Congratulations to Rodney Park Ph.D. (2022 alum) who has a first-author publication “Designer installation of a substrate recruitment domain to tailor enzyme specificity” which was published in Nature Chemical Biology on December 12, 2022.
The team used protein design to create a novel multidomain enzyme that uses substrate scaffolding to enhance enzyme efficiency and selectivity.
Abstract
Promiscuous enzymes that modify peptides and proteins are powerful tools for labeling biomolecules; however, directing these modifications to desired substrates can be challenging. Here, we use computational interface design to install a substrate recognition domain adjacent to the active site of a promiscuous enzyme, catechol O-methyltransferase. This design approach effectively decouples substrate recognition from the site of catalysis and promotes modification of peptides recognized by the recruitment domain. We determined the crystal structure of this novel multidomain enzyme, SH3-588, which shows that it closely matches our design. SH3-588 methylates directed peptides with catalytic efficiencies exceeding the wild-type enzyme by over 1,000-fold, whereas peptides lacking the directing recognition sequence do not display enhanced efficiencies. In competition experiments, the designer enzyme preferentially modifies directed substrates over undirected substrates, suggesting that we can use designed recruitment domains to direct post-translational modifications to specific sequence motifs on target proteins in complex multisubstrate environments.

**********

■ Tasks to carry out:
1. From the enzyme-design announcement, list each detail that the first sentence gives about the publication itself.
2. Answer these questions from the enzyme-design announcement:
(a) Which promiscuous enzyme had a substrate recognition domain installed next to its active site?
(b) By how much do SH3-588's catalytic efficiencies on directed peptides exceed the wild-type enzyme?
(c) What two qualities does the substrate scaffolding enhance?
3. Duplicate everything in the enzyme-design announcement from "Congratulations to Rodney" down to "efficiency and selectivity.".

■ Listed records:
**********

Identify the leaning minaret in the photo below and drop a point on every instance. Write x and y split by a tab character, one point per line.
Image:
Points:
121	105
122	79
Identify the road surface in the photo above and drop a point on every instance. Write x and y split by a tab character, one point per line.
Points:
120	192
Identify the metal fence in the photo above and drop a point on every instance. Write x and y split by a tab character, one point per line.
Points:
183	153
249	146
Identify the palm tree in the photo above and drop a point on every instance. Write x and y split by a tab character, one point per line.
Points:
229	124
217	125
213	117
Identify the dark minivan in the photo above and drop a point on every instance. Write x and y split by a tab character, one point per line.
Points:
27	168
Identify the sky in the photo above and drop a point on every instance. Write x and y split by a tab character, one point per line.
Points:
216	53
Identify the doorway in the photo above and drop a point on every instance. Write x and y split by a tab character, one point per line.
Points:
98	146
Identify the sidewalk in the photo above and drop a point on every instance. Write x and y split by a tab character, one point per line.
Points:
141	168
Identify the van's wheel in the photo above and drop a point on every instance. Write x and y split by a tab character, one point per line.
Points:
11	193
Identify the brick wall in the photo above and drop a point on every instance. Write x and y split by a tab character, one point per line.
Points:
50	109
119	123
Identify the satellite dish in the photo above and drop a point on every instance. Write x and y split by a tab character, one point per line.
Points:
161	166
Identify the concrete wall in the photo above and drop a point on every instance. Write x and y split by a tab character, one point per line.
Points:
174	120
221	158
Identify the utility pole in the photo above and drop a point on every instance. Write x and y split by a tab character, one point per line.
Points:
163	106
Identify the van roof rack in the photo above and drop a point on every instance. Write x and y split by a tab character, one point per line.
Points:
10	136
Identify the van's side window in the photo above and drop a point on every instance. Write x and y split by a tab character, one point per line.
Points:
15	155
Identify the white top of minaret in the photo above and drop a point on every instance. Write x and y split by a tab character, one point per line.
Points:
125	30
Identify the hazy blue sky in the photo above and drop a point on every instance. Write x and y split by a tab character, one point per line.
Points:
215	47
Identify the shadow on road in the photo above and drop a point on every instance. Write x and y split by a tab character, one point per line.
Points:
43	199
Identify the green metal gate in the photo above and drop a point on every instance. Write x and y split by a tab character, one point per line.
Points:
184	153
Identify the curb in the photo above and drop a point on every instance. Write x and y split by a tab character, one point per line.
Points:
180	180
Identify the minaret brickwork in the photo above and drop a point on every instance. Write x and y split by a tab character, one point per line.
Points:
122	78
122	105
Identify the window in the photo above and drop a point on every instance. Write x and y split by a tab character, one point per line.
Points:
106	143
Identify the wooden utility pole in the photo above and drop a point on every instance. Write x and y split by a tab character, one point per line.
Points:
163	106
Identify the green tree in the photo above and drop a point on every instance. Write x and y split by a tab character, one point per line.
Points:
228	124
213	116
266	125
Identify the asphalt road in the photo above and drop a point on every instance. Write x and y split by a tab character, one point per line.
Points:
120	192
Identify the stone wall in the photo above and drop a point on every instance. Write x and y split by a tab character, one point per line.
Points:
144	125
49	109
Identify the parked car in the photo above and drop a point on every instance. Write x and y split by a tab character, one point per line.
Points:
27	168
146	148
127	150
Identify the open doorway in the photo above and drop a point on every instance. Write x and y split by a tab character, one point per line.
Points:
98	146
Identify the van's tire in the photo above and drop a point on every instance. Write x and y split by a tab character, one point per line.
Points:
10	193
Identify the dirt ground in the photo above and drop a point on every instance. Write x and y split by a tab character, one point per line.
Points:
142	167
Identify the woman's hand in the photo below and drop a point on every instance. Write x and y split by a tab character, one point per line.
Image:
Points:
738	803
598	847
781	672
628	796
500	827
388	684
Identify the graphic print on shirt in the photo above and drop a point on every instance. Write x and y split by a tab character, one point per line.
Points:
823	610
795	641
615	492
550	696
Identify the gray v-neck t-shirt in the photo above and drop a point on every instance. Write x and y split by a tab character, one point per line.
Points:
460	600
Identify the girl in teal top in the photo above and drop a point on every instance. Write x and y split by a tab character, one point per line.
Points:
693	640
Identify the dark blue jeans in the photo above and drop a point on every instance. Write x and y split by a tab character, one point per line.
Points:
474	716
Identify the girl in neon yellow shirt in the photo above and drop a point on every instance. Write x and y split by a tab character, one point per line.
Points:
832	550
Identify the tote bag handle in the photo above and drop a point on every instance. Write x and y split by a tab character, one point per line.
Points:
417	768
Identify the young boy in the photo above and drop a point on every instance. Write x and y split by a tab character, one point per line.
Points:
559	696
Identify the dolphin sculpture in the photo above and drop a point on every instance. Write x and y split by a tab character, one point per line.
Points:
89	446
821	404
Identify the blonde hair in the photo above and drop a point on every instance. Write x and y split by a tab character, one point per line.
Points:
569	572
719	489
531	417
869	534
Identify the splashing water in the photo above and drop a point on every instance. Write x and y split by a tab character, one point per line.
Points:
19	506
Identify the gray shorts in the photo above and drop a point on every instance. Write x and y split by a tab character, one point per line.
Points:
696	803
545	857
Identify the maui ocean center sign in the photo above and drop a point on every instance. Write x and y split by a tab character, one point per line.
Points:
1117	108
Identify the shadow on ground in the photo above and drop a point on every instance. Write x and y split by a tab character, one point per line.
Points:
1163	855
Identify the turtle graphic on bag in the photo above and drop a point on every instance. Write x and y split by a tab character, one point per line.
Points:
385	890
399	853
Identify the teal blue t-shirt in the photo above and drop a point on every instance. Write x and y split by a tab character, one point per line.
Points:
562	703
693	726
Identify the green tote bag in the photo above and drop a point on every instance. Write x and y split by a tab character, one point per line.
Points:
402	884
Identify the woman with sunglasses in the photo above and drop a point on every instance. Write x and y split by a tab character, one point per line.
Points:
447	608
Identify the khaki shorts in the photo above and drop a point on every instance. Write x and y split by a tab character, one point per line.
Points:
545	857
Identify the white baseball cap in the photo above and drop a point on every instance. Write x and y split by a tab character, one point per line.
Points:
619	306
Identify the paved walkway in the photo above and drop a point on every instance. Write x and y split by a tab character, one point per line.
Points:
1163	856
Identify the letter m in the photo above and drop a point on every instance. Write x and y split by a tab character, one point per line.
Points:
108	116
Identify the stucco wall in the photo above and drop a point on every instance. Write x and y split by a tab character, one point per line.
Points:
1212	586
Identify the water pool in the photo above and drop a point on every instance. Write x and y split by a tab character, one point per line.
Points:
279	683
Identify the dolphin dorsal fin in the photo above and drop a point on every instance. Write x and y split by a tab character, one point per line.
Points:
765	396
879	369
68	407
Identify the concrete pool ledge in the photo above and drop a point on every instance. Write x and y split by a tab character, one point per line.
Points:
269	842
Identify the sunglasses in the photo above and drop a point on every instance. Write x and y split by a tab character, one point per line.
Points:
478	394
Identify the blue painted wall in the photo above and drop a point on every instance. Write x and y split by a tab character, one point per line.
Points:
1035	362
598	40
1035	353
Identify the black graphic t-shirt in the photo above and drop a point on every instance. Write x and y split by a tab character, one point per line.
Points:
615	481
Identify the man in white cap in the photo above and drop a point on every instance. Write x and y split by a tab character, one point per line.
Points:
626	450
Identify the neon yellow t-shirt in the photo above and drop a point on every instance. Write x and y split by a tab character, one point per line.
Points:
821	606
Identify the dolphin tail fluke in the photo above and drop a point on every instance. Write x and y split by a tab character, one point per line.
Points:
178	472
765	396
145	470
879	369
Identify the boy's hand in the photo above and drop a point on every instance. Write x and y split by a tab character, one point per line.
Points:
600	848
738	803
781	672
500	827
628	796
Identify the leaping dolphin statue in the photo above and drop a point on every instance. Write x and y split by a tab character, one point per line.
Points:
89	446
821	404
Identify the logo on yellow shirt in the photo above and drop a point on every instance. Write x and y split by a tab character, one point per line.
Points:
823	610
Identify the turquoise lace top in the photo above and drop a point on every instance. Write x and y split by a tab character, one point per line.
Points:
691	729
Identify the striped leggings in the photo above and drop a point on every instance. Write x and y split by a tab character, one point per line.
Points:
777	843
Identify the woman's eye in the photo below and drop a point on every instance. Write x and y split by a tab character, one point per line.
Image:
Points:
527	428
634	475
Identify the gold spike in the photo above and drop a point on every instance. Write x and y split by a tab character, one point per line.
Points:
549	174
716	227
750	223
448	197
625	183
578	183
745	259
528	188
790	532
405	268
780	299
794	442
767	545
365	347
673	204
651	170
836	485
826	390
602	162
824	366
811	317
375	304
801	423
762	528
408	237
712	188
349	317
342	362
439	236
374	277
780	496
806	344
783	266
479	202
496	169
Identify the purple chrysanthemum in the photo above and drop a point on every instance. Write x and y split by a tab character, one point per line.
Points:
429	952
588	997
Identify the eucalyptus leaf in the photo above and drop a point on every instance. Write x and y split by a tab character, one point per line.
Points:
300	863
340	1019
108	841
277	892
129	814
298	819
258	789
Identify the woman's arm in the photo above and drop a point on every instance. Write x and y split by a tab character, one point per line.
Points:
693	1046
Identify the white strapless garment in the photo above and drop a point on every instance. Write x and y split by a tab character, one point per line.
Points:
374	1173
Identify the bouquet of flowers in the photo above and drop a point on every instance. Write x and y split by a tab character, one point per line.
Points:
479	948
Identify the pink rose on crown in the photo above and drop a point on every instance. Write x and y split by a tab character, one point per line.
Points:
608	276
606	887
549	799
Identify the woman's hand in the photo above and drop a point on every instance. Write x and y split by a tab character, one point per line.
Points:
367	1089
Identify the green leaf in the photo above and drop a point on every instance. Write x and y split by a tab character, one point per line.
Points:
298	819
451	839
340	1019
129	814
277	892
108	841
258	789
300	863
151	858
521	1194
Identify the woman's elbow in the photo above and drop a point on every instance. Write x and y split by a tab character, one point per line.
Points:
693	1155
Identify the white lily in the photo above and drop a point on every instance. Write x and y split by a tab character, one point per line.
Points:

**********

■ Answers:
1.
- First author: Rodney Park Ph.D. (2022 alum)
- Title: “Designer installation of a substrate recruitment domain to tailor enzyme specificity”
- Journal: Nature Chemical Biology
- Publication date: December 12, 2022

2.
(a) Catechol O-methyltransferase
(b) By over 1,000-fold
(c) Enzyme efficiency and selectivity

3.
Congratulations to Rodney Park Ph.D. (2022 alum) who has a first-author publication “Designer installation of a substrate recruitment domain to tailor enzyme specificity” which was published in Nature Chemical Biology on December 12, 2022.
The team used protein design to create a novel multidomain enzyme that uses substrate scaffolding to enhance enzyme efficiency and selectivity.